# What the task asks
The expected answer comprises all lines from the entries that contain the string "baby".

# Data excerpts
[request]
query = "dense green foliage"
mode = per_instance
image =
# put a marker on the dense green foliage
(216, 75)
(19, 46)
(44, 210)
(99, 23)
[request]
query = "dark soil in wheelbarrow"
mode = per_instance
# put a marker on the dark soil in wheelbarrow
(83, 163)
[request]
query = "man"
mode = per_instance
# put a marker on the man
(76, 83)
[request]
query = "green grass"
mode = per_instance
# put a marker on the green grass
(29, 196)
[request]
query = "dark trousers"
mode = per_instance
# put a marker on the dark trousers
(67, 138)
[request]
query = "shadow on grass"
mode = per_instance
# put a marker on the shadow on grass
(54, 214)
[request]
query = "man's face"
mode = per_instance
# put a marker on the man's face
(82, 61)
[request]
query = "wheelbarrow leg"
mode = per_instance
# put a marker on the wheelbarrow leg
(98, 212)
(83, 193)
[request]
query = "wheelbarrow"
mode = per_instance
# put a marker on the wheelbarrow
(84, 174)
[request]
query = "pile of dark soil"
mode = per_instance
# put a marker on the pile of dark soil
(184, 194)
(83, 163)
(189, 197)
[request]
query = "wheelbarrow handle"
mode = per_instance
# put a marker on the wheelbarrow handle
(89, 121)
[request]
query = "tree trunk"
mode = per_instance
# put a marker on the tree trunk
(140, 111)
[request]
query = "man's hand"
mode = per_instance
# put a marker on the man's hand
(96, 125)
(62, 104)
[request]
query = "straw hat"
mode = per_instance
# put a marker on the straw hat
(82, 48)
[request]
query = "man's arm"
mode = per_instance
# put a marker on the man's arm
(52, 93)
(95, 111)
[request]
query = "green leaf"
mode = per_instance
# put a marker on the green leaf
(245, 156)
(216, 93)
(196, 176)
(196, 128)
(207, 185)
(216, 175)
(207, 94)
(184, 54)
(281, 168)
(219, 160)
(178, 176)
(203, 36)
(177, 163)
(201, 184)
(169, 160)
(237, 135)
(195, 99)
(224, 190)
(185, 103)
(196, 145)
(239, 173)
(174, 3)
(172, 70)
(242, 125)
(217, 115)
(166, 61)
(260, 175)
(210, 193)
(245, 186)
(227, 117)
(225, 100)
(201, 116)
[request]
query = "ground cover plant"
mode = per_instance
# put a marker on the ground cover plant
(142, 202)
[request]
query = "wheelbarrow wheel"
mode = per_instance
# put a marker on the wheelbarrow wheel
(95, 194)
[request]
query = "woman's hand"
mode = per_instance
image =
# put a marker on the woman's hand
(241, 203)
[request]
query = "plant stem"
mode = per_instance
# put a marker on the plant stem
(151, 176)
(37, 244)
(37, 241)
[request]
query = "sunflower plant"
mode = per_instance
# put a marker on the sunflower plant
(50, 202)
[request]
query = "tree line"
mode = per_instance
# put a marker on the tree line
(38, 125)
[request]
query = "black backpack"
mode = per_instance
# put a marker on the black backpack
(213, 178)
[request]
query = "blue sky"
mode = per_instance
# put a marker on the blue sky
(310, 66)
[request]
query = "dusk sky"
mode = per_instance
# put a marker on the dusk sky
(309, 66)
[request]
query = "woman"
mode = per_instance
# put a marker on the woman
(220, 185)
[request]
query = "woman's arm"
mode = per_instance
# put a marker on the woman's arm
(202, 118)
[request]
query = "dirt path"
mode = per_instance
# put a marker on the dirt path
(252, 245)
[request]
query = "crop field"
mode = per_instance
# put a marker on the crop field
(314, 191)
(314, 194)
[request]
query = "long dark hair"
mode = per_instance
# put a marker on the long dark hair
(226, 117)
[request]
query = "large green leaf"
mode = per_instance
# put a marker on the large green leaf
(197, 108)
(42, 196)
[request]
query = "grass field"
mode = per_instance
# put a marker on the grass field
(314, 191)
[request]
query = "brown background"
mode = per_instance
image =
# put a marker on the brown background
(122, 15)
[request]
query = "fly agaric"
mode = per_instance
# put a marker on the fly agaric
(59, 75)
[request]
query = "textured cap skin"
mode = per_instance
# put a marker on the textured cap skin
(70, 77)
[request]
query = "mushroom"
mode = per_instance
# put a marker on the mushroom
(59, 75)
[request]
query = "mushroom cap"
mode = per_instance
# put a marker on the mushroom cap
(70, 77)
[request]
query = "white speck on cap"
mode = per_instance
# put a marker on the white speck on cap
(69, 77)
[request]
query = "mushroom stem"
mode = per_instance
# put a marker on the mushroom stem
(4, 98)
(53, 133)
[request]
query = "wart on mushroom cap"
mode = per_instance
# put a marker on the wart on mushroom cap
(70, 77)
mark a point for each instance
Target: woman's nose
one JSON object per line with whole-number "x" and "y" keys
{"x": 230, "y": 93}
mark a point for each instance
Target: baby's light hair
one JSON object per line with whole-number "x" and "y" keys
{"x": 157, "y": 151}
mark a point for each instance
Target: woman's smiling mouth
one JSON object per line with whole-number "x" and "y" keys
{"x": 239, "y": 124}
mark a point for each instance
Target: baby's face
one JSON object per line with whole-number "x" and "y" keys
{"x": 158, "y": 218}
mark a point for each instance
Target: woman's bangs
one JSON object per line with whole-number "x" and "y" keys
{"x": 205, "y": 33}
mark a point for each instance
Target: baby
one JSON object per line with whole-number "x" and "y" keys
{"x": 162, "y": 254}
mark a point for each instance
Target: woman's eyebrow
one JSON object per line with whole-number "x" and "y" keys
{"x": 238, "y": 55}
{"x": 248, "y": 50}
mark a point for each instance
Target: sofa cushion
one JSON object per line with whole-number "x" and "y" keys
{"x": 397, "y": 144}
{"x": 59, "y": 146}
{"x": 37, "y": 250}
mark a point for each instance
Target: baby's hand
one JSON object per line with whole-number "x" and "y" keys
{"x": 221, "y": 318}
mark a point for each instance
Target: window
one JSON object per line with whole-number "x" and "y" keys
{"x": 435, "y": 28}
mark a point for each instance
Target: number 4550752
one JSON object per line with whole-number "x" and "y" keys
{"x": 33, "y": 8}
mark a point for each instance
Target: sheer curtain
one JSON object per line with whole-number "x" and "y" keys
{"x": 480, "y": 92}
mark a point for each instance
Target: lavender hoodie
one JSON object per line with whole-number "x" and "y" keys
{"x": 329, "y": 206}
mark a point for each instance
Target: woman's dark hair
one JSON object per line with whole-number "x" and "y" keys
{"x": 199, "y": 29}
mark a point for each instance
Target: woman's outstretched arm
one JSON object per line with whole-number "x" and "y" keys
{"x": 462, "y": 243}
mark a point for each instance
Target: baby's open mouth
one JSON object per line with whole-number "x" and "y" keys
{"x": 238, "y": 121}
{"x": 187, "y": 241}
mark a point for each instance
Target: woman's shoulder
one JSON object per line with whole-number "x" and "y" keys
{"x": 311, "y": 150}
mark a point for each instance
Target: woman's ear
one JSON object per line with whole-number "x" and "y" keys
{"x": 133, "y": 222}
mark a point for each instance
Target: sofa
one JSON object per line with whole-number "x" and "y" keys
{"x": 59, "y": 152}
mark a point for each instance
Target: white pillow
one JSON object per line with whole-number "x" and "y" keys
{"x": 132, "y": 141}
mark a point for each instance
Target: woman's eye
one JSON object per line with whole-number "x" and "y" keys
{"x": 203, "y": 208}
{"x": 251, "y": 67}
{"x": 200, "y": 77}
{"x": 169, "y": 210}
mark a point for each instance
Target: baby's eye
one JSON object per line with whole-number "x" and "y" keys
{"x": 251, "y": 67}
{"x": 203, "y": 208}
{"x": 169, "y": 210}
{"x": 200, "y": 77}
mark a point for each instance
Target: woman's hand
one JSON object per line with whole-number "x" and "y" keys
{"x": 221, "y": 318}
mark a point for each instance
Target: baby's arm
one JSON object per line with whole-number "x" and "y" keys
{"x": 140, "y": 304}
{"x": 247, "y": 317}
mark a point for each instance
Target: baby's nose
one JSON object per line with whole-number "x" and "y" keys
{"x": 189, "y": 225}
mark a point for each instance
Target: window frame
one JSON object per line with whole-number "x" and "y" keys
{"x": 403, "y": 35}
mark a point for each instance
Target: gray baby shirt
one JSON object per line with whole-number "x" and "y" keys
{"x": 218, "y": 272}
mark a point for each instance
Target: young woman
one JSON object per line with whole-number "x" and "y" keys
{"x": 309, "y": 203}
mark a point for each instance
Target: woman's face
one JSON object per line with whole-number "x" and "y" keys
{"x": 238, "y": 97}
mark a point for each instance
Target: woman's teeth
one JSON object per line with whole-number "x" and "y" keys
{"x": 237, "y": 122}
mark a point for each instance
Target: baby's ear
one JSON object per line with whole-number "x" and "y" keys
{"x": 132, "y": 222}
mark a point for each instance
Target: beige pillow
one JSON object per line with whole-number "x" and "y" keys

---

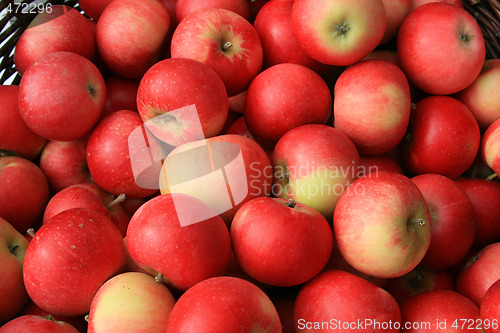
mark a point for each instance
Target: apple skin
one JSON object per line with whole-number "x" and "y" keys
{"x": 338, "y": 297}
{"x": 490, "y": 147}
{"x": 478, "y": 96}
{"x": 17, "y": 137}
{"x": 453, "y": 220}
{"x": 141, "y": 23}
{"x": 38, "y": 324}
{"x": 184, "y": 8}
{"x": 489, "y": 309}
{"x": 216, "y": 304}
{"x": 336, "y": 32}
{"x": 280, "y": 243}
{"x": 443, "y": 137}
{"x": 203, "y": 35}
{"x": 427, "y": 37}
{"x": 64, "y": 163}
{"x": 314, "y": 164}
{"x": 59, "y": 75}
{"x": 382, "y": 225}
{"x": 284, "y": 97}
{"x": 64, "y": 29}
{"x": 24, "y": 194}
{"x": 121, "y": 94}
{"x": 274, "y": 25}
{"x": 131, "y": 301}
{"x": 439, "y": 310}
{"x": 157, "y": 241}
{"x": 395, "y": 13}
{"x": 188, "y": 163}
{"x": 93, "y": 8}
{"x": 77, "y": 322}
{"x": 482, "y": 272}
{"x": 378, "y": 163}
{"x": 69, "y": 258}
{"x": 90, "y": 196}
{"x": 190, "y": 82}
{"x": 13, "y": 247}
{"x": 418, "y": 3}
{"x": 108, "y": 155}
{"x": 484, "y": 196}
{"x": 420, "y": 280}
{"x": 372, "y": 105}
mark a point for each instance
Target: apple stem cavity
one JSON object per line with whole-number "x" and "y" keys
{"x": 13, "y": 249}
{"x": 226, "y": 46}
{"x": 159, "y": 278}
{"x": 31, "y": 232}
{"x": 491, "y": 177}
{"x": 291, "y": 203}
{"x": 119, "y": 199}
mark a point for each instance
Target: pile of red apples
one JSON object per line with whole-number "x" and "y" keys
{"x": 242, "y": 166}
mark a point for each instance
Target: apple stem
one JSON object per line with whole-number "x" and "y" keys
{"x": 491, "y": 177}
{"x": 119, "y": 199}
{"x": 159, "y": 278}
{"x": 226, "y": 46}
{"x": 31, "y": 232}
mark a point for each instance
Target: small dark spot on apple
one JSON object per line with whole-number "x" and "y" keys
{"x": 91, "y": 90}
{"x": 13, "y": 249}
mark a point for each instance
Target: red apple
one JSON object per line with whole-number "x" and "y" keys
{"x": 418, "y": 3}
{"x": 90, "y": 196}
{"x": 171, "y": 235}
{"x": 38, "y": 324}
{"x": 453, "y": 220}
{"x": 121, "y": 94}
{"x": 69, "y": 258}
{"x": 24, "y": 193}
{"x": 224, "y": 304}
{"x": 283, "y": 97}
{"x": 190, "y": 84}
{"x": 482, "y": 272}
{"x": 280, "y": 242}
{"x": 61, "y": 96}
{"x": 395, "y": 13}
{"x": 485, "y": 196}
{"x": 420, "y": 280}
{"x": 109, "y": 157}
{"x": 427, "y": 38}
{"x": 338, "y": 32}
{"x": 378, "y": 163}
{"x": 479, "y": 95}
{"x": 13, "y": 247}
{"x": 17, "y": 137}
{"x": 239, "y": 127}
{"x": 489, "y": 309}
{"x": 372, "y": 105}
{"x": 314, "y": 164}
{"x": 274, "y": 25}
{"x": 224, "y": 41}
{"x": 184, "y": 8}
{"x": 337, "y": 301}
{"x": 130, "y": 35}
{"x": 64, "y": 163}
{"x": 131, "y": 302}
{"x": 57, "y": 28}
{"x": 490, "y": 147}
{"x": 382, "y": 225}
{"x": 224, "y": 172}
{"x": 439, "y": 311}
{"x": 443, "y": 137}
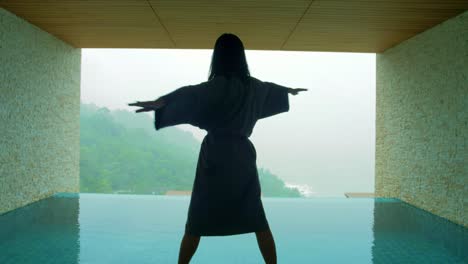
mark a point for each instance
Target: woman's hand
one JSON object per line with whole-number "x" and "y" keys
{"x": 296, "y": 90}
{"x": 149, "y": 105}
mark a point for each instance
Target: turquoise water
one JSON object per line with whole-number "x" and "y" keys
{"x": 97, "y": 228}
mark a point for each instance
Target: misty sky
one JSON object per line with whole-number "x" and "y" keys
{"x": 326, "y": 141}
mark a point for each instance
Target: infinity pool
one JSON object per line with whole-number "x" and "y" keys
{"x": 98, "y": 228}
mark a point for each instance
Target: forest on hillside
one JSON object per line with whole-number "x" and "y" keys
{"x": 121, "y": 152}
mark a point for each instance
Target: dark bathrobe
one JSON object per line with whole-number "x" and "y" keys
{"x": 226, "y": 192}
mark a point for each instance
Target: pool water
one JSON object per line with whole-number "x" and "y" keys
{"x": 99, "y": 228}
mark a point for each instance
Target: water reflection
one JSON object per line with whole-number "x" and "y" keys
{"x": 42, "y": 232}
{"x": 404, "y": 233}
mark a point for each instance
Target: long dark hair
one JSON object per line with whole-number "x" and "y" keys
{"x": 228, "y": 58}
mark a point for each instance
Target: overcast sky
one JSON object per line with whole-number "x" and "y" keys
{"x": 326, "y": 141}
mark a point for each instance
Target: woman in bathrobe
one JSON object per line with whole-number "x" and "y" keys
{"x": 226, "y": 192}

# Finished exercise
Target: baby's light hair
Target: baby's face
Target: baby
Target: baby's hand
Target: baby's open mouth
Target: baby's eye
Target: baby's arm
Target: baby's nose
Target: gray baby shirt
Target: baby's ear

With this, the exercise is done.